§ **Task set**:
- a) In the forum thread about browser memory use, which page does one commenter say they like better than "about:memory"?
- b) Carry the forum thread about browser memory use forward from its last line, writing the next part of the discussion.

§ **Text passage**:
It's a shame because I really do prefer it to the other browsers, for a variety of reasons.


As I said to the parent: please report your problems. Please include about:memory data. Vague complaints in online forums don't help us fix things.


Is firefox actually using memory in such a way that other programs can't use it, or is it simply making efficient use of memory but caching everything it can?


VM starts swapping so much that it is not usable anymore.


Ah, okay. By the way, I was just fiddling around and found "about:memory", which contains a lot of interesting information about memory usage and a couple tools for cleaning up memory. Might be interesting to look at when the browser starts bogging down your system.


"about:memory" is probably great, but it is too detailed for someone who is not familiar with FF internal architecture. The way I see it it is mainly useful for FF developers.

I like "about:addons-memory" (available if you install https://addons.mozilla.org/en-US/firefox/addon/about-addons-...).


pdf.js uses HTML canvas elements to render each PDF page

If it's doing this for text or vector graphics content, then I'm of the strong opinion that they're doing it very wrong - HTML already has facilities to render text, and browsers support SVG for vector graphics. The canvas elements should be used for bitmap images only, since that's what they were designed for.

Edit: this thought occurred to me because the Chinese site Baidu has an online document viewer which basically converts uploaded PDFs into HTML and does it without needing to canvas everything; here's an example:

http://wenku.baidu.com/view/544340cea1c7aa00b52acb38.html

In my Chrome it takes ~60M sitting on the first page, complete with all the other pieces of the page (including ads). Scrolling through all the pages of the document, it ends up at ~130M.

Here is the original document:

http://www.promelec.ru/pdf/MBI5030%20Preliminary.pdf

When it is opened in PDF.js (v1.0.277) to the first page, I see ~95M and scrolling through all the pages makes it peak at ~270M; and this is just for the PDF viewer only, so there is clearly much room for improvement.


Sorry, but this is definitely a case where code speaks louder than words. PDF.js was a miracle for its time, and the guys behind it definitely aren't amateurs.

The PDF standard is far richer than the SVG object model, and not to mention SVG performance in just about every browser except for Chrome has always sucked balls.

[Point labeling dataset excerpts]
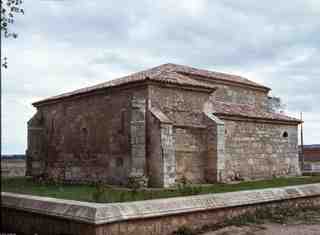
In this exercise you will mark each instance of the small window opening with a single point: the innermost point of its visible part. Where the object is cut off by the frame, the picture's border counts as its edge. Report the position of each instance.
(285, 134)
(119, 162)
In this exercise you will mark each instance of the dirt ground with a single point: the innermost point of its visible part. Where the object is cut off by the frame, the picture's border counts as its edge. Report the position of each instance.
(304, 223)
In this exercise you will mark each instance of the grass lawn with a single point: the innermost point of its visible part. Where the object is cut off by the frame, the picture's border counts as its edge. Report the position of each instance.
(109, 194)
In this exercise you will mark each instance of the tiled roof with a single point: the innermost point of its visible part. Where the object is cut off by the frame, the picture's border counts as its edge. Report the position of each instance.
(311, 146)
(248, 111)
(166, 73)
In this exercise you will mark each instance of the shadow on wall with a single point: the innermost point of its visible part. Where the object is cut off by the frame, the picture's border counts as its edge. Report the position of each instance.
(13, 165)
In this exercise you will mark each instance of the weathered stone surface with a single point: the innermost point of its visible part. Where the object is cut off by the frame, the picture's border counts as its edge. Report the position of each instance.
(259, 150)
(163, 127)
(161, 216)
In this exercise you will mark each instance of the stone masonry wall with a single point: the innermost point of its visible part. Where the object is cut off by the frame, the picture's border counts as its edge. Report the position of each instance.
(260, 150)
(155, 165)
(90, 138)
(184, 109)
(25, 214)
(191, 153)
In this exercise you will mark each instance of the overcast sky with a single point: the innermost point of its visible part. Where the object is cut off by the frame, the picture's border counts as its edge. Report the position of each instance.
(69, 44)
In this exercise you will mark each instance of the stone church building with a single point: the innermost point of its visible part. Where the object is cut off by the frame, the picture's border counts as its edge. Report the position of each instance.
(165, 124)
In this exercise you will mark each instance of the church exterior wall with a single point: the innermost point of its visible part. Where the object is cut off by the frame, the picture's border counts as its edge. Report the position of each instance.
(260, 150)
(89, 138)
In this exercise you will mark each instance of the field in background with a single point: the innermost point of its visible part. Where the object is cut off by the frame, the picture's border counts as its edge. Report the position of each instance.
(108, 194)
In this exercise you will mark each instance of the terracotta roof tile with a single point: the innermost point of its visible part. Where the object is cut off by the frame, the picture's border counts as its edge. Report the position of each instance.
(167, 73)
(249, 111)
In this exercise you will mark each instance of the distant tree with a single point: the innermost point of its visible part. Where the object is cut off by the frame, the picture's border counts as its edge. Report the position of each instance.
(9, 9)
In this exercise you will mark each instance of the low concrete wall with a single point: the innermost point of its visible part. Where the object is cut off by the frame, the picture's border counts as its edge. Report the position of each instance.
(32, 214)
(13, 167)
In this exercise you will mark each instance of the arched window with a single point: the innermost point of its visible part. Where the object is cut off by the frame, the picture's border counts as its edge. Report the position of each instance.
(285, 134)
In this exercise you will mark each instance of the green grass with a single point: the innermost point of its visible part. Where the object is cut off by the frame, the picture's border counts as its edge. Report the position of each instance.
(103, 193)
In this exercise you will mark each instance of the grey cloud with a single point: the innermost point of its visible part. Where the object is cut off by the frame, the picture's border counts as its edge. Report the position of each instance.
(69, 44)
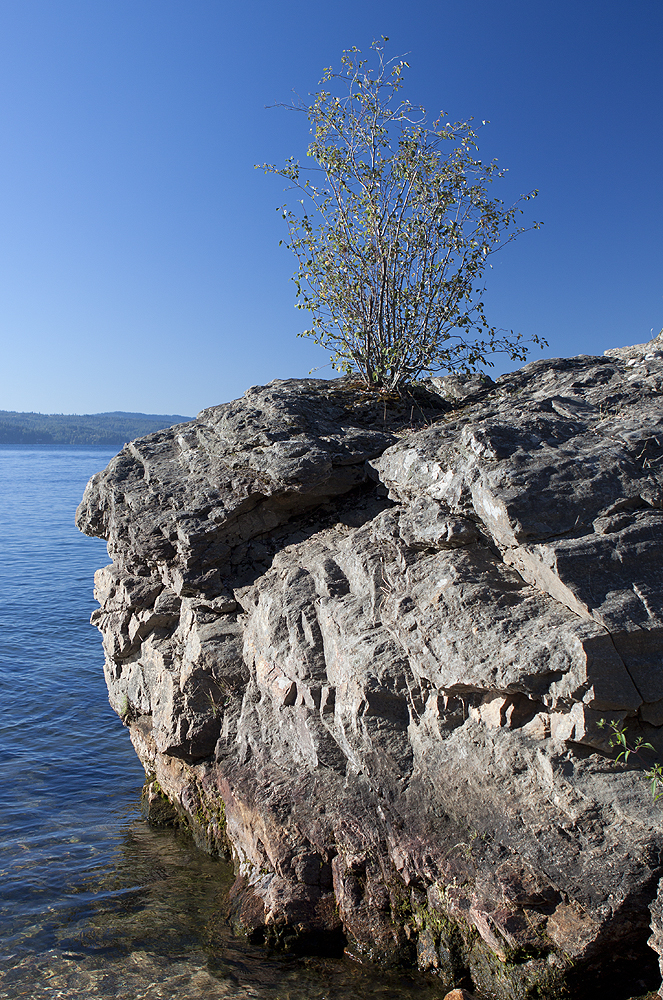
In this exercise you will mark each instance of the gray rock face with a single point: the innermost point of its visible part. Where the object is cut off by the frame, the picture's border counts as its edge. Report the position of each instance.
(366, 644)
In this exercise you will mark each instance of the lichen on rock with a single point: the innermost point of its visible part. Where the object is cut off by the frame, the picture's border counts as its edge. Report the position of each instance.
(364, 644)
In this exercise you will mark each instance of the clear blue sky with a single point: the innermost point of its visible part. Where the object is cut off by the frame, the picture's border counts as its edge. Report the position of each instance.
(139, 258)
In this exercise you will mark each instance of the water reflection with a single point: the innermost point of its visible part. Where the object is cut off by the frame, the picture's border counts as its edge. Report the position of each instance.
(140, 925)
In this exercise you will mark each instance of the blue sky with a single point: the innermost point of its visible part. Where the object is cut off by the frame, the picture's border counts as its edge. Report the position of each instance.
(139, 260)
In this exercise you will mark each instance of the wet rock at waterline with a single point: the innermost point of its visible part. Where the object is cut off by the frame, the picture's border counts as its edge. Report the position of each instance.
(364, 644)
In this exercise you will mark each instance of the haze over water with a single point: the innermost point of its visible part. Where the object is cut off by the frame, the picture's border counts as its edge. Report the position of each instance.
(93, 902)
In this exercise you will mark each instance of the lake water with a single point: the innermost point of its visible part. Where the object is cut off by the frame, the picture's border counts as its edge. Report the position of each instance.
(93, 902)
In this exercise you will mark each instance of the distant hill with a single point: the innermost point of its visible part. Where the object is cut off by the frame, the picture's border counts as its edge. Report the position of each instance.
(111, 430)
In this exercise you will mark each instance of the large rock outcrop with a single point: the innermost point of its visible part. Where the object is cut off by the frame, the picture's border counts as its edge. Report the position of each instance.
(366, 644)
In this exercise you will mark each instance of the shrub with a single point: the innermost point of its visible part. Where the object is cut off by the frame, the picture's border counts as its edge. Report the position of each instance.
(393, 244)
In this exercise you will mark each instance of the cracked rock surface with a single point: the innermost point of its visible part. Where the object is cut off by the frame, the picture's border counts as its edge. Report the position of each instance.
(365, 644)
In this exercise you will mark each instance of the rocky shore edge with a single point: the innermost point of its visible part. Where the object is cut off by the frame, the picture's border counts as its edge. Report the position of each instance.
(368, 647)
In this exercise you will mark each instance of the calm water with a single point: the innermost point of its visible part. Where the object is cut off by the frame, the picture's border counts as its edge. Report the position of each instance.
(93, 902)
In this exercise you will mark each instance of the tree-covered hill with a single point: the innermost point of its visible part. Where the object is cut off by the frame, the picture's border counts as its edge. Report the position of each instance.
(111, 430)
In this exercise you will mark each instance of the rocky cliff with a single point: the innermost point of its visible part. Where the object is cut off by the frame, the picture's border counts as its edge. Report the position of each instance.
(365, 644)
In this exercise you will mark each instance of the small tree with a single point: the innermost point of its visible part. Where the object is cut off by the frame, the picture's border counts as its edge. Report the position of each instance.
(393, 244)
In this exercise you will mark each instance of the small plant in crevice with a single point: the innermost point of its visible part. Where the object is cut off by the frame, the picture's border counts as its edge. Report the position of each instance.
(619, 738)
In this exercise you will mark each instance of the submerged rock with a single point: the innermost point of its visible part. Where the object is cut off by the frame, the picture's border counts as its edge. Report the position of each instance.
(365, 645)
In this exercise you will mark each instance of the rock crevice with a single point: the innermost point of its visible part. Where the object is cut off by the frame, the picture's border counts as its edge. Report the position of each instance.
(366, 644)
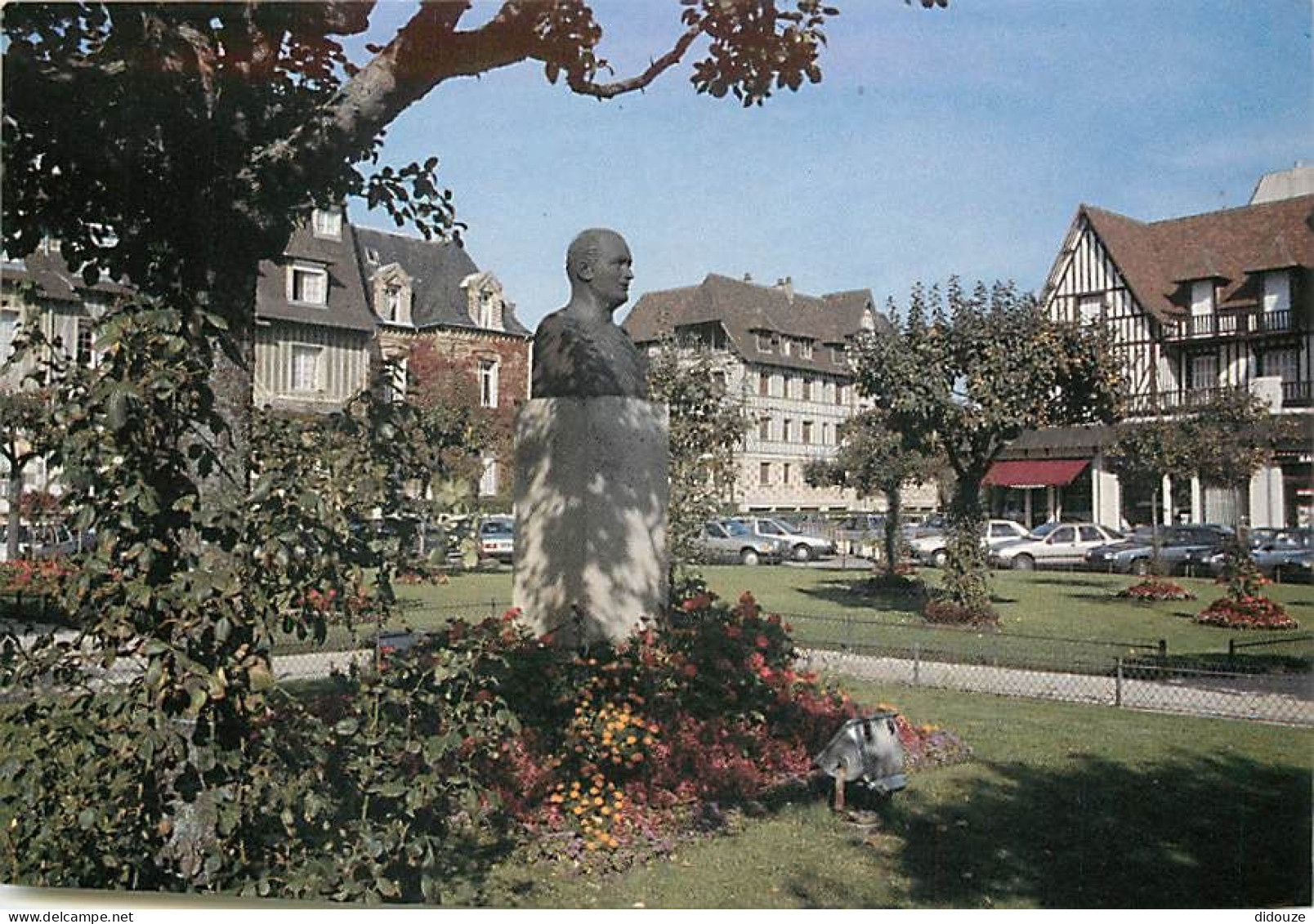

§ **In response**:
- a) "about:addons-memory"

- b)
Using canvas seems a solid trade off - pay upfront with RAM in order to consistently render and cache a page once, or try to jerry-rig some nasty translation to SVG that's painfully slow to zoom or scroll, and no longer renders consistently across browsers.


I'm not doubting that PDF.js is an amazing work of effort -they have essentially replicated the entire PDF rendering engine - but that considering a different approach, with a different set of tradeoffs, could yield a solution requiring far less memory and still have practical use.

When considering memory, keep in mind that using too much - combined with every other process the user could be running - means a higher chance of needing to use the swapfile, and then any performance advantage otherwise gained disappears rather quickly. It should be noted that browsers already cache rendered page images (from HTML) in memory and are very good at that, along with rendering HTML.


> SVG performance in just about every browser except for Chrome has always sucked balls.

That seems like a self-fulfilling prophecy to me. If it's broke, fix it. Don't do clunky workarounds that mean that it's less likely to be fixed in the future.


I don't agree with you. HTML has some facilities to render text, but I expect it's an intractable problem to use them to accurately render a PDF. SVGs might be easier, but I'm not sure they have the required facilities to allow for accurate PDF rendering either.

IMO, if Mozilla chose to use Canvas then there's a good reason for it.


So your argument is that because Mozilla does it they must have a good reason for it?


No - the argument is that it's likely pretty difficult to implement an accurate PDF renderer with HTML and SVG. There might be ways around that, but they folks at Mozilla are pretty smart and very aware of the limits of their technology, so if they decided that Canvas was better, I have no reason to argue with that - especially given that there are obvious reasons that might be the case.


The argument is that you shouldn't unthinkingly assume they don't have a good reason for it.


It's a good thought, and it does seem a much better way to go at face value. However, I strongly suspect there are good technical reasons why you basically need to use canvas, to get the complete, pixel-perfect control over the layout and font rendering that you'd need for PDFs.


to get the complete, pixel-perfect control over the layout and font rendering that you'd need for PDFs.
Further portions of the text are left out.